| Source extract |
------------------------------

Agent To Cluster Communications

The Secure Workload Agent maintains connections to the cluster over multiple channels. Depending on the type of Agent, the number of connections varies.

Types of connections

  • WSS: Persistent socket connection over port 443 to the cluster

  • Check in: A HTTPS call to the cluster every 15-20 minutes to check for current configurations, check for updates and to update the active state of the agent to the cluster. This also reports upgrade failures.

  • Flow export: Persistent SSL connection over port 443 (TaaS) or 5640 (On-premise) to send flow metadata to the cluster

  • Enforcement: Persistent SSL connection over port 443 (Taas) or 5660 (On-premise) to pull in enforcement policies and report enforcement state

Checking the connection state

The Teration UI will report either an inactive agent (no longer checking-in), no exported flows (on Agent Workload Profile page under Stats), or failed enforcement. Depending on the error, you can check different logs on the workload to help determine the source of the issue.

------------------------------

| Extracted records |
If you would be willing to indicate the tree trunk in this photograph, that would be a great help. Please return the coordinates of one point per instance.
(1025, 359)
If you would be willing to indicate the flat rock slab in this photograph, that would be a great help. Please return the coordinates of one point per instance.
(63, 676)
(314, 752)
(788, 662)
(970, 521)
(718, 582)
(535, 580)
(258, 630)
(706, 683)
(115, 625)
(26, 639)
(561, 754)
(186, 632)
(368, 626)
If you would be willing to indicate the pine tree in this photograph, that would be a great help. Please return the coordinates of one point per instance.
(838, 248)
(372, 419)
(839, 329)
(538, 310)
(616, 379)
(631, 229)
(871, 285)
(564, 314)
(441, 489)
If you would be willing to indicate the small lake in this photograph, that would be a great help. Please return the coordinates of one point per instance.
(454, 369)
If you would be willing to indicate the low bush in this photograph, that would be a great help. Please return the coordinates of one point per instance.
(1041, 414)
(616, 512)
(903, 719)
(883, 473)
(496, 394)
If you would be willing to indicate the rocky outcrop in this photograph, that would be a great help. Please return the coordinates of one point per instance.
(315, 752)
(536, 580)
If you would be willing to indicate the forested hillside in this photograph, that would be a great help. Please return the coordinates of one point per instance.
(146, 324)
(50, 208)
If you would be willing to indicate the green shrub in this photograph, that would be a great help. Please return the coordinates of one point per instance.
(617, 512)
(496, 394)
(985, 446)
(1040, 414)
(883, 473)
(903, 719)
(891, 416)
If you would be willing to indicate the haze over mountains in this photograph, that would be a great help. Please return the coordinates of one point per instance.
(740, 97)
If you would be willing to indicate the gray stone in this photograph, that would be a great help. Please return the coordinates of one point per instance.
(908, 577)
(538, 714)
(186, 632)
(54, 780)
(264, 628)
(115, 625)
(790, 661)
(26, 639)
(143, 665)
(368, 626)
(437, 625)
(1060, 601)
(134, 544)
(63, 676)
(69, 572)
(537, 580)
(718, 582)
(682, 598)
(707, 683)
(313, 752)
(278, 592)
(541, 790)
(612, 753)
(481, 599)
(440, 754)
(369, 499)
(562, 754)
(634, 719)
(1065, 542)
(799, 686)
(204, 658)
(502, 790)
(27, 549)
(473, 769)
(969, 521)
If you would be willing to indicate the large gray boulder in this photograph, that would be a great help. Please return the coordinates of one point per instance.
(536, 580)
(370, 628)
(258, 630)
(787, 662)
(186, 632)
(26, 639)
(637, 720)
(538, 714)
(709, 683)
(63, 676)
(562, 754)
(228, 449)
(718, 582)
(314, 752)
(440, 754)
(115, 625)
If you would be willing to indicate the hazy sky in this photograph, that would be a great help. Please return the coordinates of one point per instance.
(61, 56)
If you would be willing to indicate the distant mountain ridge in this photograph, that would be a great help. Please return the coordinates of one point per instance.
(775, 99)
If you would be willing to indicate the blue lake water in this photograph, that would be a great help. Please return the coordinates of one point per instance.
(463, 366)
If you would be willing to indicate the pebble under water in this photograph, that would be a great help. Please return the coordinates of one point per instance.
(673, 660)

------------------------------

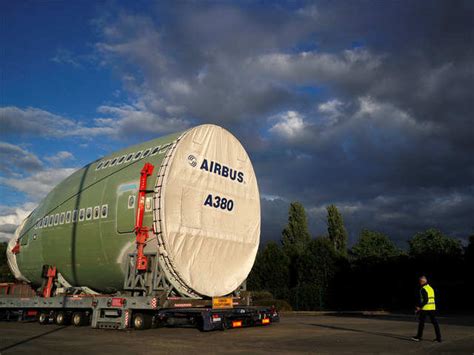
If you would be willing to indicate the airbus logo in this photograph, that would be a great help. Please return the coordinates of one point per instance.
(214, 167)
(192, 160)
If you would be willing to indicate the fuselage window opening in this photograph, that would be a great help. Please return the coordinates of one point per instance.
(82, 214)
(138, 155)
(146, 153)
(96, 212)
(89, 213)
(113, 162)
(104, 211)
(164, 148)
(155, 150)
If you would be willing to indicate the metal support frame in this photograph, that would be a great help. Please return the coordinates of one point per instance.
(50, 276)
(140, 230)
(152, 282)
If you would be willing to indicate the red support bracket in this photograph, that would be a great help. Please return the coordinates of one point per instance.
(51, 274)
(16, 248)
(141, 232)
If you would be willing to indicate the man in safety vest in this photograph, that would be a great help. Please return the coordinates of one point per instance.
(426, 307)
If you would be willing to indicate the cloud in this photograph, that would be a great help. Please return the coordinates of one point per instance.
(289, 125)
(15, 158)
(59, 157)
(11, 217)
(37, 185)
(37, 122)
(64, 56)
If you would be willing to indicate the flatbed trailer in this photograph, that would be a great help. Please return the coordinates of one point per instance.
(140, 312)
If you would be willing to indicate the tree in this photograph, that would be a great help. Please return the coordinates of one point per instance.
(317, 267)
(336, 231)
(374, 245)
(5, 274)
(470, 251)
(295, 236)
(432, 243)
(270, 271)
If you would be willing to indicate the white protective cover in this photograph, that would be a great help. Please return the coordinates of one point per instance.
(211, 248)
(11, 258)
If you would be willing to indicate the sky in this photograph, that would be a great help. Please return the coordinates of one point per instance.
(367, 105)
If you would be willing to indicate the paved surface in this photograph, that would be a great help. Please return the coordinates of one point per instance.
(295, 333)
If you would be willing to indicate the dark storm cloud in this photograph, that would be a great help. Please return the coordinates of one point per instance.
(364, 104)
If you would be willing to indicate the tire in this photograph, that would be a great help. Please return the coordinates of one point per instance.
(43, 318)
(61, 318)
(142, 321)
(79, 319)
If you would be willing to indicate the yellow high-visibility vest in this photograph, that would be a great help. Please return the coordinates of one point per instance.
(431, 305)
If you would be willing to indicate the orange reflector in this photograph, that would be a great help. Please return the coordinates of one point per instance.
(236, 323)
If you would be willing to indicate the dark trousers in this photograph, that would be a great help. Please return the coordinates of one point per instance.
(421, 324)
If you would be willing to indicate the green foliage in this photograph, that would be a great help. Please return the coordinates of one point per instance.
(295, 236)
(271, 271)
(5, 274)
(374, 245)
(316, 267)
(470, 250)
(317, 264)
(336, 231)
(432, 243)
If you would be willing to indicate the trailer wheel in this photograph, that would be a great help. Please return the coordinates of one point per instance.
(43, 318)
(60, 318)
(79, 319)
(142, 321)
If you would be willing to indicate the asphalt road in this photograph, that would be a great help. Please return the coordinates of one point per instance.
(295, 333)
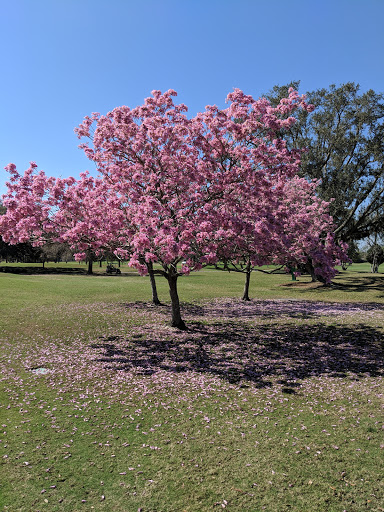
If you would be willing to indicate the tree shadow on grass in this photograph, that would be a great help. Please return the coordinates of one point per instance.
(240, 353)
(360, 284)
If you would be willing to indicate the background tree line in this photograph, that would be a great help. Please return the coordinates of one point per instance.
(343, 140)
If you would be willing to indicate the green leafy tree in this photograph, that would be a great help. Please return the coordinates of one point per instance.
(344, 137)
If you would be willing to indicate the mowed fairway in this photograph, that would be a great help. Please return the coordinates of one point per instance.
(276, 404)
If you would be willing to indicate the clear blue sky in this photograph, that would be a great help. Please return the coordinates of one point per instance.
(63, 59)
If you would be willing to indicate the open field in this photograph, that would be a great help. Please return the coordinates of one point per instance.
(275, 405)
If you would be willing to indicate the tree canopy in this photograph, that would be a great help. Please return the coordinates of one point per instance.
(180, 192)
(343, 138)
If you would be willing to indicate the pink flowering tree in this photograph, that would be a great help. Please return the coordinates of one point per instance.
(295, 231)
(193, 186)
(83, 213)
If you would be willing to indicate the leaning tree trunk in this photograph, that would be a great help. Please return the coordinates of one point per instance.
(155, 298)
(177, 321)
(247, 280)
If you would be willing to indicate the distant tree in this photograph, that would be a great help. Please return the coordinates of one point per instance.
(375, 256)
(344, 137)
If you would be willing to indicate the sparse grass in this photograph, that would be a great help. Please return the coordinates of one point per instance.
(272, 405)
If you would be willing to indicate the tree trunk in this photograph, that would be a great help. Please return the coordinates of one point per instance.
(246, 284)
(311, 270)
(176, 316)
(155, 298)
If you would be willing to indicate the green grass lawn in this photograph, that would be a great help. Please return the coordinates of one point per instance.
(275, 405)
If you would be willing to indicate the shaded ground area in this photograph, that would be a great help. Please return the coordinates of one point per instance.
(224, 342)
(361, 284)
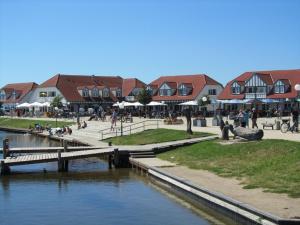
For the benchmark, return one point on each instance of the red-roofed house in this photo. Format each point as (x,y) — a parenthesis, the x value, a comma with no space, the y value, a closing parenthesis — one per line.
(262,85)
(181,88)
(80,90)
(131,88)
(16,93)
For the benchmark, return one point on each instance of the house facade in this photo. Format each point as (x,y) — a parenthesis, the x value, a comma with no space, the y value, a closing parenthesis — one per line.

------------------------------

| Actions to take |
A - In the text on agent-to-cluster communications, copy everything from "The Secure Workload" down to "reports upgrade failures.", substituting "30 minutes" for "15-20 minutes".
B - Answer these questions about the text on agent-to-cluster communications:
(i) Over which port does the WSS connection run?
(ii) How often does the agent make its check-in call to the cluster?
(iii) Which port does flow export use for an on-premise cluster?
The records were taken from a different source than the text on agent-to-cluster communications.

| Answers given |
A -
The Secure Workload Agent maintains connections to the cluster over multiple channels. Depending on the type of Agent, the number of connections varies.

Types of connections

  • WSS: Persistent socket connection over port 443 to the cluster

  • Check in: A HTTPS call to the cluster every 30 minutes to check for current configurations, check for updates and to update the active state of the agent to the cluster. This also reports upgrade failures.

B -
(i) Port 443.
(ii) Every 15-20 minutes.
(iii) Port 5640.